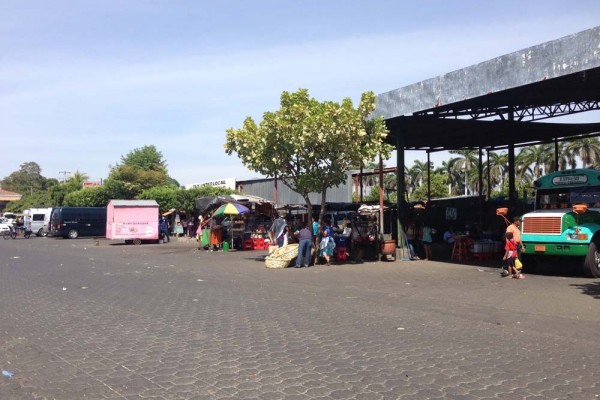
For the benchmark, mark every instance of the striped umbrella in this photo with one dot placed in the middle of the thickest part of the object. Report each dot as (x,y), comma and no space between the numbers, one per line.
(231,209)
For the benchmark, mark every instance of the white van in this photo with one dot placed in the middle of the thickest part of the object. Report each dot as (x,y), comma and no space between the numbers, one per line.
(37,220)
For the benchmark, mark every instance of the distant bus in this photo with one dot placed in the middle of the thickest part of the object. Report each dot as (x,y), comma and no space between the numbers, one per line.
(73,222)
(566,220)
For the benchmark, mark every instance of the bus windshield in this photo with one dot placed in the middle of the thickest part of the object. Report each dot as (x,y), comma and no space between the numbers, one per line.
(566,197)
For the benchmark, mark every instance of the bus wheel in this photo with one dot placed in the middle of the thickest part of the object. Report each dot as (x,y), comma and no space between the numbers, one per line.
(591,265)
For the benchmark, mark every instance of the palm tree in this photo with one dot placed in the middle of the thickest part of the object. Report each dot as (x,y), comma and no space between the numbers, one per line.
(467,160)
(455,181)
(497,169)
(536,159)
(418,173)
(585,149)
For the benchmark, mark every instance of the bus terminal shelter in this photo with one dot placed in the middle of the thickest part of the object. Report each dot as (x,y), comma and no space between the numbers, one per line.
(498,104)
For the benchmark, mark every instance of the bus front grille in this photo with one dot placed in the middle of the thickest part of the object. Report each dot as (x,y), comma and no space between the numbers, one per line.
(542,225)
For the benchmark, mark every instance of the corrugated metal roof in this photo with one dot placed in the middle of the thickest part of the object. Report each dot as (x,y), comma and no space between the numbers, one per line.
(134,203)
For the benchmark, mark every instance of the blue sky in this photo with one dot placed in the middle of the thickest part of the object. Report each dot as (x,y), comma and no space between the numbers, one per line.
(84,82)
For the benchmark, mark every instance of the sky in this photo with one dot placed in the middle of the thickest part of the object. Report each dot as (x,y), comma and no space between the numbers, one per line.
(84,82)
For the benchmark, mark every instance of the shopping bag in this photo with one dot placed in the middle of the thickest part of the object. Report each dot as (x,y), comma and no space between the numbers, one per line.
(518,264)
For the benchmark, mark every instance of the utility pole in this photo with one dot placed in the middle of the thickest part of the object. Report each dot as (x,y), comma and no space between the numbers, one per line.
(64,173)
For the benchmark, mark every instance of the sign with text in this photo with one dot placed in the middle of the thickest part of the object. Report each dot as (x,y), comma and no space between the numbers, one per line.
(569,179)
(91,184)
(227,183)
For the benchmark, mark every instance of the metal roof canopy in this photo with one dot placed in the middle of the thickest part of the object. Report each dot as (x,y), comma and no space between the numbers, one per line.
(454,111)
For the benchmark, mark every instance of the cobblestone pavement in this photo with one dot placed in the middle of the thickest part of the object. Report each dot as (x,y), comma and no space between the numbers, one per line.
(170,322)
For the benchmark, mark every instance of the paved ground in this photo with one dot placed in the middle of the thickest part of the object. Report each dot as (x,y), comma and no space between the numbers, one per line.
(169,322)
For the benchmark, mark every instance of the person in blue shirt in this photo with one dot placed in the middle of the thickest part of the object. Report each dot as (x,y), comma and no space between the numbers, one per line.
(315,226)
(304,248)
(164,229)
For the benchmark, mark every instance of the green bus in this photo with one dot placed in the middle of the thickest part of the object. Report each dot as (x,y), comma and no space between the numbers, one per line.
(566,219)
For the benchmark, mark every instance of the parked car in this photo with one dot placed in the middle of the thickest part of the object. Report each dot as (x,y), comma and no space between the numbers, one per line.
(37,220)
(5,226)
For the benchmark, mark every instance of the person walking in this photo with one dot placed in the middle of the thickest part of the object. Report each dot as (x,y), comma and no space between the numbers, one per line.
(164,229)
(304,247)
(190,226)
(514,228)
(326,246)
(427,240)
(278,229)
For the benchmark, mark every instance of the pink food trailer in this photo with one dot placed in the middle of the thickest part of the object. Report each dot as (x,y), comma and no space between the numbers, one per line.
(132,220)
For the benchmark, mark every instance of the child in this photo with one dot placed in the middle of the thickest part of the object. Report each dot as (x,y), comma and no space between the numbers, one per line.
(510,254)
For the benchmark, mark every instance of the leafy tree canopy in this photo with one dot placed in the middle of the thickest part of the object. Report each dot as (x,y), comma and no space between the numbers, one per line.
(310,145)
(146,158)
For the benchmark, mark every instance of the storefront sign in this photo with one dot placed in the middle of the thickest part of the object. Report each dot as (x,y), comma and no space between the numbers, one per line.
(91,184)
(569,179)
(227,183)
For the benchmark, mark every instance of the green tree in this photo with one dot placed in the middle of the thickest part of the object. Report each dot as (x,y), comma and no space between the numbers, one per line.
(78,178)
(439,188)
(169,197)
(537,159)
(496,169)
(417,174)
(464,164)
(135,180)
(585,149)
(89,197)
(145,158)
(308,144)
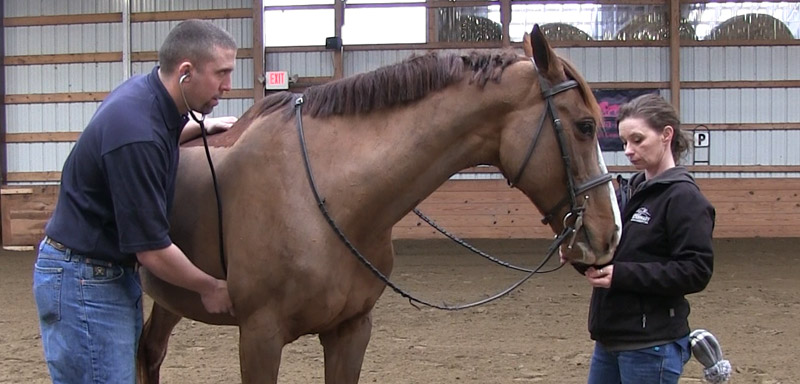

Task instructions: Return each line of the records above that contains the string "sign".

Finished task:
For the benchmark, mark every instance of the sign with text in this photo with one dot placed in the middle of the thickest part of the object. Report each dot as (x,y), comma and no space between the numbers, one per line.
For the benchmark, mark every instance of the storefront sign in this photo with one dot placed in the middle of the thickest part of the object. Report each dot as (x,y), comma and no space between the numbers, one per line.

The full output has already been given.